**PROBLEM REQUIREMENTS:** Every line with the string "ceiling" should be copied from the data.

**RECORDS FOR THE TASK:**

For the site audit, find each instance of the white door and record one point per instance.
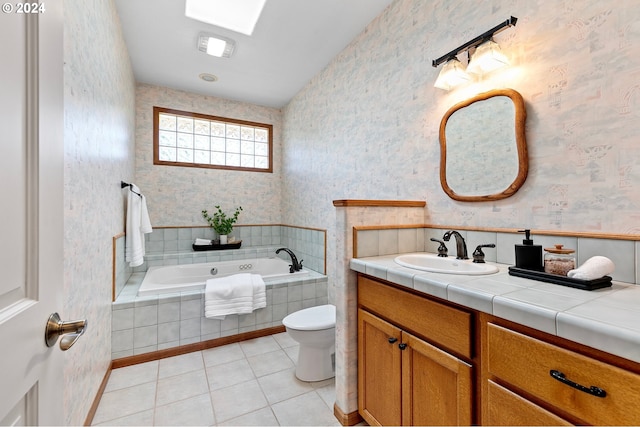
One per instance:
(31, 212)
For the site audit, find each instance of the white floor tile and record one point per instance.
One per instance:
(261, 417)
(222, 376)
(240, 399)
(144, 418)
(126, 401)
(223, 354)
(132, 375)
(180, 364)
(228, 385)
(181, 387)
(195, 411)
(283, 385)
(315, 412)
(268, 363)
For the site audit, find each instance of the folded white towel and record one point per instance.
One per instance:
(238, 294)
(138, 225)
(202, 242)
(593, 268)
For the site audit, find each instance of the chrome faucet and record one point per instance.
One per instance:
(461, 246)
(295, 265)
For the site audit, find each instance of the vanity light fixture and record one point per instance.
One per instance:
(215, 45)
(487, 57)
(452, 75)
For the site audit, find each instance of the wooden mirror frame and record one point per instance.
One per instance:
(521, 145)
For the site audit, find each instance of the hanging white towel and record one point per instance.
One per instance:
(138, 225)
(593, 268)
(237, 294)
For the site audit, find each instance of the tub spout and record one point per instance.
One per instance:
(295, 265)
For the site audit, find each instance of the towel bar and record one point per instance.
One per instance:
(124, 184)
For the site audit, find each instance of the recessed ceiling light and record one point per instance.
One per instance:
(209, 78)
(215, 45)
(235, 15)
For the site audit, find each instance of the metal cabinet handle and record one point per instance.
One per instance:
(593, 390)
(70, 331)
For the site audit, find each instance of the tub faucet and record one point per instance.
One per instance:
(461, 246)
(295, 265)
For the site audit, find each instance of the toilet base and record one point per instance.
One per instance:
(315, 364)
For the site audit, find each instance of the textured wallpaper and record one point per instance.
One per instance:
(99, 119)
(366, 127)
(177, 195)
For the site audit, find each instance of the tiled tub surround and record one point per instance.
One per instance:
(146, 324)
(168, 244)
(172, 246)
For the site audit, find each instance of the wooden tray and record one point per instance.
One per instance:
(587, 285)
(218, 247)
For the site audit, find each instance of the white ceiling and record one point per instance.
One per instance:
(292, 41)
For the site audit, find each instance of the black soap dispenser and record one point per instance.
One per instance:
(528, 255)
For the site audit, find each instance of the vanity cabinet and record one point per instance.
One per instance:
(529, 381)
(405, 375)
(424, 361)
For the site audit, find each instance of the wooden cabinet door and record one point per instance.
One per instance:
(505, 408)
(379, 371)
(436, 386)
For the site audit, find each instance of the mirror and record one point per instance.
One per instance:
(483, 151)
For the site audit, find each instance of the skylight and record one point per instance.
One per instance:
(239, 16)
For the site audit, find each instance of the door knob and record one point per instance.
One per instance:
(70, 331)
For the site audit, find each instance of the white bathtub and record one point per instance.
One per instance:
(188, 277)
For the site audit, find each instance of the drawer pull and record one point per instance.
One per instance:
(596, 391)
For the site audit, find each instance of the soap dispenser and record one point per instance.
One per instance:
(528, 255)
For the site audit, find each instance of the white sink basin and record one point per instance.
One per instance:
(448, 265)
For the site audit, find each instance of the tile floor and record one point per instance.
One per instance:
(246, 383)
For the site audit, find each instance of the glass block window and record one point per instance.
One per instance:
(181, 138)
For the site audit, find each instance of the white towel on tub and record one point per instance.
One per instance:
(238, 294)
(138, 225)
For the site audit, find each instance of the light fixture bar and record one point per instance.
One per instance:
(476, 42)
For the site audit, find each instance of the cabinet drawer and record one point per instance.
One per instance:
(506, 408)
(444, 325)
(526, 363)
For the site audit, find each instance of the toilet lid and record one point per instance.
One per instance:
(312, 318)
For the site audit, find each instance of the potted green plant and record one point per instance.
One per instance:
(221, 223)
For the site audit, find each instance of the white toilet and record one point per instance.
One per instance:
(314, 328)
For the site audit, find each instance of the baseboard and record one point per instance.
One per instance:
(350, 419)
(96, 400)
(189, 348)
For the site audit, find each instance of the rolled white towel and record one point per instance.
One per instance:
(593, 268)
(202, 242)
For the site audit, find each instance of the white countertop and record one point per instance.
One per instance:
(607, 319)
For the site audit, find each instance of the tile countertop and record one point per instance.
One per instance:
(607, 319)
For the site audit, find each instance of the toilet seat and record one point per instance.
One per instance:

**RESPONSE TO THIS TASK:**
For the site audit, find each instance of the recessed ceiling light and record one point per instance.
For the site audit, find each instance of the white ceiling and record one point per instance.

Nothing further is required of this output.